# LISTED RECORDS
++++++

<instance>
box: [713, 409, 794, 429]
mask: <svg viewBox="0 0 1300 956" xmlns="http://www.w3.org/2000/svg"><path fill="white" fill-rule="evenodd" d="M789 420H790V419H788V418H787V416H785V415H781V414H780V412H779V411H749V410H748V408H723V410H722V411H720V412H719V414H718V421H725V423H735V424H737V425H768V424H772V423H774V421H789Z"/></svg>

++++++

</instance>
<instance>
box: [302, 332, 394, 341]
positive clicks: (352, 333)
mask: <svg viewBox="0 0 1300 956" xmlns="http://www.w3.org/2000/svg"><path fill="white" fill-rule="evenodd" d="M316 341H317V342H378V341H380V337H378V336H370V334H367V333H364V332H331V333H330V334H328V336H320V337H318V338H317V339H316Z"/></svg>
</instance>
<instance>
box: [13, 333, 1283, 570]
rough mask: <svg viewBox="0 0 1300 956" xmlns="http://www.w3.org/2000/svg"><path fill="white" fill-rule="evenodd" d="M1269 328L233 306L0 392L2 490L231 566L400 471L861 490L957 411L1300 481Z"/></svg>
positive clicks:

++++++

Please output the lines of the listing above that fall in the stretch from the one with "box: [302, 332, 394, 341]" through the one with "box: [13, 333, 1283, 570]", exactly and only those.

box: [302, 332, 394, 341]
positive clicks: (352, 333)
mask: <svg viewBox="0 0 1300 956" xmlns="http://www.w3.org/2000/svg"><path fill="white" fill-rule="evenodd" d="M316 341H317V342H378V341H380V337H378V336H370V334H367V333H364V332H331V333H330V334H328V336H320V337H318V338H317V339H316Z"/></svg>
</instance>
<instance>
box: [13, 333, 1283, 570]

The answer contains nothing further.